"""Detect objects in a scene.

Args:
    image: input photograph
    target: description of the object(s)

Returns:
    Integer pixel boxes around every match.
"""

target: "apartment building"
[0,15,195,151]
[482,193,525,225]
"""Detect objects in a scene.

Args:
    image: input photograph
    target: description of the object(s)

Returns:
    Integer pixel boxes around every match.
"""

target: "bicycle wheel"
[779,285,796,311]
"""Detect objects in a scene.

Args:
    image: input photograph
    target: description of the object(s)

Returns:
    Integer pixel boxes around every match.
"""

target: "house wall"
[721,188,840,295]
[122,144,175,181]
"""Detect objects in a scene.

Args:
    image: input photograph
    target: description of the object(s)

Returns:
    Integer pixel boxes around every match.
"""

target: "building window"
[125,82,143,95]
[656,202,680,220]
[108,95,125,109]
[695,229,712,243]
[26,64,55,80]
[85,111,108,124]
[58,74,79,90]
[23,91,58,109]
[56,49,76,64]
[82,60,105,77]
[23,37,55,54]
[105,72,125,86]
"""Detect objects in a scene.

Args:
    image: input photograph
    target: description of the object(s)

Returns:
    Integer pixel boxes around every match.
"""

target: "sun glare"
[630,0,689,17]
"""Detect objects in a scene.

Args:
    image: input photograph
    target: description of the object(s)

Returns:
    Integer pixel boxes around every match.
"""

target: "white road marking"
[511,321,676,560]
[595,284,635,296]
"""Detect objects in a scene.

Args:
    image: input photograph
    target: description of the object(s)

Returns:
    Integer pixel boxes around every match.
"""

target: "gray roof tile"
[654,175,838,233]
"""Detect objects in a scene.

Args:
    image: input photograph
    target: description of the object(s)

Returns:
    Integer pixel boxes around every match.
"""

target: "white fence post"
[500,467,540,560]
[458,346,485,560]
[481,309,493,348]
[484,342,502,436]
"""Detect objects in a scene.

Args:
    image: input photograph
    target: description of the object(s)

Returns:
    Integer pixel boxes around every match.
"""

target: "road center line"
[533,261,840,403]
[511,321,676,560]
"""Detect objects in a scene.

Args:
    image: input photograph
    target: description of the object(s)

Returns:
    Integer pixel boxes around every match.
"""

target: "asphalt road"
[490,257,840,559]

--------------------

- [SHORT PROBLEM]
Reproduce all of the lines above, changing every "description of the object(s)" to "text query naming the object(s)" and leaving everything else unchanged.

- [TASK RESPONSE]
"""Detect objects in a scene.

Args:
    image: input photograph
    target: text query naming the object(s)

Returns:
    Integer pixel boxes around every match.
"""

target: "apartment building"
[0,15,195,151]
[482,193,525,225]
"""Detect objects in a scene.

Args:
    image: input photograph
    target: text query naming the object(s)

Returns:
    Integer pixel boxes around every match.
"""

target: "bicycle wheel"
[779,285,796,311]
"""Detect objects in a scene.

Args:
    image: input photograph
    target: text query naming the object(s)

Returns:
    Integer pixel boxes around every match.
"""

target: "house wall"
[721,188,840,295]
[122,144,175,181]
"""Detect objects in a scene.

Args:
    image: input photograph
    target: text query naming the object(s)

Returns:
    Integer pixel boxes around every match.
"""

target: "building window"
[125,82,143,95]
[656,202,680,220]
[108,95,125,109]
[695,229,712,243]
[26,64,55,80]
[85,111,108,124]
[58,74,79,90]
[23,91,58,109]
[56,49,76,64]
[82,60,105,77]
[23,37,55,54]
[105,72,125,86]
"""Detect objects in a scene.

Args:
    image: input photograph
    target: text query naming the object(s)

Returns:
    Integer pixel boxes around every match.
"""

target: "sun glare"
[630,0,689,17]
"""Detect objects in a scene.

Args:
    image: input photograph
    target: text query naming the object(s)

Returns:
    Integer pixel boxes around every match.
"""

target: "white road marking"
[511,321,676,560]
[595,284,635,296]
"""Detect objects in a scene.

Args:
    image: input photograph
    target: text query naming the object(s)

Returns:
    Integer pixel boxes around every match.
"""

target: "gray roof tile"
[654,175,838,233]
"""Detect objects in a scene.

Args:
    image: input photograph
    target: text query naming the object(s)

Returns:
    Integer pixel boxes around every match.
"""

target: "white fence post"
[500,467,540,560]
[458,346,485,560]
[481,309,493,348]
[484,342,502,436]
"""Detect objects in a scene.

Args:
    image: input photograph
    target: text query naming the object(s)

Returns:
    Integer pixel boxes around every match.
"""

target: "road center line"
[533,261,840,403]
[511,321,676,560]
"""Detect objects in a scene.

Args:
    image: input photograph
    target: text query naming the object(s)

Returns:
    Integer pixel boxes around every match.
"""

target: "asphalt road"
[490,257,840,559]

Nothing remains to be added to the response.